**Instruction**
Repeat verbatim the lines of the data below, beginning with the line containing "Practice step: find every instance of the cheetah tongue" and continuing to the end.

**Material supplied**
—————

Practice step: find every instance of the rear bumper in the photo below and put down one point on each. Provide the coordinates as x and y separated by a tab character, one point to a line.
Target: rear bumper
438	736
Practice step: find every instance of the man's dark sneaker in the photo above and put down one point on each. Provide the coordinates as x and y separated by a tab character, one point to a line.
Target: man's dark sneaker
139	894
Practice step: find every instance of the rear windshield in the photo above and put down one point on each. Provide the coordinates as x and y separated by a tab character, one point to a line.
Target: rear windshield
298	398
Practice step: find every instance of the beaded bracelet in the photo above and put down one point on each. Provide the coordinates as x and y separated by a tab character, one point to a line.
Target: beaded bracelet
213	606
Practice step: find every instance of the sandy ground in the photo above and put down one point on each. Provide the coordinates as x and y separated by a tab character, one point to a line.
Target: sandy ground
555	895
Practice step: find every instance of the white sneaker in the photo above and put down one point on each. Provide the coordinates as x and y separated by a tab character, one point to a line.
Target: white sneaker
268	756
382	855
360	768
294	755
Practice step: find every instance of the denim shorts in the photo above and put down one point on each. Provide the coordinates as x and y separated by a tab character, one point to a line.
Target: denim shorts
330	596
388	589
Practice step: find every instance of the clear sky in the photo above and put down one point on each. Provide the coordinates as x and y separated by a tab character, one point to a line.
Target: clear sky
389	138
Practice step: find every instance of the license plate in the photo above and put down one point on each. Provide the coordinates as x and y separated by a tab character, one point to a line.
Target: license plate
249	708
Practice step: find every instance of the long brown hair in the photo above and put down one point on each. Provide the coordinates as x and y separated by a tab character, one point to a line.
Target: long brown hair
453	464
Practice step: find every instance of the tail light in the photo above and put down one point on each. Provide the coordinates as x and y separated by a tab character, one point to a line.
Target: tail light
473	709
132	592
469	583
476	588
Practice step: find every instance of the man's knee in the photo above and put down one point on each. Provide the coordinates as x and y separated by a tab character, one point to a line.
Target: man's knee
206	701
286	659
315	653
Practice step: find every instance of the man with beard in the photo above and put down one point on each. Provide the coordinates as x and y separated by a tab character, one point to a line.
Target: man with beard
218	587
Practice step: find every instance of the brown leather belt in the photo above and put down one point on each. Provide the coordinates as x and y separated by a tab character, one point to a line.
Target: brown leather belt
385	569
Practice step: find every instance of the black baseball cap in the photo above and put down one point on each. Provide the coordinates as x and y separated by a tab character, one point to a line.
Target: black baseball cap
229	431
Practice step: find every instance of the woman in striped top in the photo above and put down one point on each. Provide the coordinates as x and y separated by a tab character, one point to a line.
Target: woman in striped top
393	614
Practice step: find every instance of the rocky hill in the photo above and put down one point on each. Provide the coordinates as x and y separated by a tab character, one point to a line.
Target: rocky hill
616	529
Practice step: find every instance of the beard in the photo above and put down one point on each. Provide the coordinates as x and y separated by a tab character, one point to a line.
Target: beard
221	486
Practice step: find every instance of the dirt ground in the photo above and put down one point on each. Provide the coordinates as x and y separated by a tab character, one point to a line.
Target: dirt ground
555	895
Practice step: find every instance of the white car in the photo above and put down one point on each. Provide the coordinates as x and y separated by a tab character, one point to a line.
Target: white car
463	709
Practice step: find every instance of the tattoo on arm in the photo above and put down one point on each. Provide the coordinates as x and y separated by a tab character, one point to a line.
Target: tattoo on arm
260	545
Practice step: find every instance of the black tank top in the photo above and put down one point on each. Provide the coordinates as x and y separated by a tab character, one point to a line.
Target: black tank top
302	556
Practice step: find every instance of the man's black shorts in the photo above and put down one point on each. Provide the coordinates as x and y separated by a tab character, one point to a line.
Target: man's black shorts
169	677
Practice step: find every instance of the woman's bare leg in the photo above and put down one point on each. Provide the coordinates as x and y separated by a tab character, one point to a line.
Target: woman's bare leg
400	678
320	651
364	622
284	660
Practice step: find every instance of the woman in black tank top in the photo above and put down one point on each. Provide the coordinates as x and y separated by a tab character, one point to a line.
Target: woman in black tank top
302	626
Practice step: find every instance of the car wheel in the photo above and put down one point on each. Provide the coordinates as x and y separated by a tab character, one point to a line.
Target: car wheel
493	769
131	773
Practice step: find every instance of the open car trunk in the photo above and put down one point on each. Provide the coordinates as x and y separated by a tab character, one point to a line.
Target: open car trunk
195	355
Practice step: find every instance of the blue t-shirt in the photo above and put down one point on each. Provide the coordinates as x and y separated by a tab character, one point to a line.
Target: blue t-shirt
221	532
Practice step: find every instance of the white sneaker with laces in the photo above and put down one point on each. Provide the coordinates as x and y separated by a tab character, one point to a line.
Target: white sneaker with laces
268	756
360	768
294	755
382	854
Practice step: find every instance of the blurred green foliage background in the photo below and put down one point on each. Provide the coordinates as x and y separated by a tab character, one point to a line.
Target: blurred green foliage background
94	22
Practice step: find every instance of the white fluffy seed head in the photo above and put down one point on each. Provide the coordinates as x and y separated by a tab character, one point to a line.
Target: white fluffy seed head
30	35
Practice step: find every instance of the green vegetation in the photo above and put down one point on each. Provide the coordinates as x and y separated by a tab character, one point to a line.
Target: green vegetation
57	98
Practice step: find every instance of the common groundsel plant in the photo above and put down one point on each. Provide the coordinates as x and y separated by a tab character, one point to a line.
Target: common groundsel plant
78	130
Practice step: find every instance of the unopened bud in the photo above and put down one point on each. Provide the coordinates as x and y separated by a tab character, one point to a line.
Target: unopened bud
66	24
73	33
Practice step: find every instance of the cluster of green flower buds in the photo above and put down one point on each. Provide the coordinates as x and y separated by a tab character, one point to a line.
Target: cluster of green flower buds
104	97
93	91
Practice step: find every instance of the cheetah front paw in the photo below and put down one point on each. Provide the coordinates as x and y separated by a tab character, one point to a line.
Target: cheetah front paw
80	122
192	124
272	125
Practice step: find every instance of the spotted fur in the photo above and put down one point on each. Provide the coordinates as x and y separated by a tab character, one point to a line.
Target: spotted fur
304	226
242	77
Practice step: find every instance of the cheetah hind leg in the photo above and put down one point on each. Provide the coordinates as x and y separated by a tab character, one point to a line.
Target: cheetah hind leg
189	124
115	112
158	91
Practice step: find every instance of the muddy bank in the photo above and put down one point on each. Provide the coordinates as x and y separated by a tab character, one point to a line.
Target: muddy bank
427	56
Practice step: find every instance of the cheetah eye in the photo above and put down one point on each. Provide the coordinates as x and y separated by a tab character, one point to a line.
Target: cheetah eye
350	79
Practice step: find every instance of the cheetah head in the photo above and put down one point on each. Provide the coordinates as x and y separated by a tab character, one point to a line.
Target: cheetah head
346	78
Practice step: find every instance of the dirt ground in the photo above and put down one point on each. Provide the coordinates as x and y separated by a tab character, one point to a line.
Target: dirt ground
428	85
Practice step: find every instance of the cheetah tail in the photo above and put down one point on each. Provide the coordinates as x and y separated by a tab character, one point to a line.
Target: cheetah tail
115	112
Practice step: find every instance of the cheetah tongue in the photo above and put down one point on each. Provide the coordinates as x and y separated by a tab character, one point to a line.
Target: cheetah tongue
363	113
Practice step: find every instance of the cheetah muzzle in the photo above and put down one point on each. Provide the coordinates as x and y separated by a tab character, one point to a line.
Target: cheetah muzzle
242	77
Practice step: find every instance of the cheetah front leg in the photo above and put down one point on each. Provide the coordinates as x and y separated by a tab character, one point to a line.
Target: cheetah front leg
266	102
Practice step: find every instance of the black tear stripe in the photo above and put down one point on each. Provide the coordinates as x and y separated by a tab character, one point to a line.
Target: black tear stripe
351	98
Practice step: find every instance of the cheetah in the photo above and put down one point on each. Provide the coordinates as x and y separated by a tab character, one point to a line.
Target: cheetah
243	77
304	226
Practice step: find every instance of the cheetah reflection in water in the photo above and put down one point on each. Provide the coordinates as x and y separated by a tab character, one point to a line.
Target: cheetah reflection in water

—————

**Output of the task**
Practice step: find every instance of the cheetah tongue in the photo above and put down one point on each. Provide the coordinates as x and y separated by a tab character, one point to a line.
Target: cheetah tongue
363	113
Practice step: find every instance of the cheetah muzzle in the photo above and put down one point on each. Provide the coordinates as x and y separated by a tab character, one point to a line.
Target: cheetah muzzle
242	77
Practice step: find every instance of the cheetah front leg in the photo above and put down one point on each. Provide the coordinates as x and y separated by a tab character, one point to a line.
Target: cheetah front leg
266	102
Practice step: find every instance of the black tear stripe in the photo above and put down one point on each. Provide the coordinates as x and y separated by a tab character, one point to a line.
Target: black tear stripe
351	98
Practice step: find every instance of the cheetah in the photo above and put down one point on each. Provide the coordinates as x and y separated by a tab character, one point to a line.
Target: cheetah
243	77
304	226
Practice step: find every instance of the cheetah reflection in water in the photo above and put down one point on each. Provide the coordinates as x and y separated by a tab character, one point to a line.
Target: cheetah reflection in water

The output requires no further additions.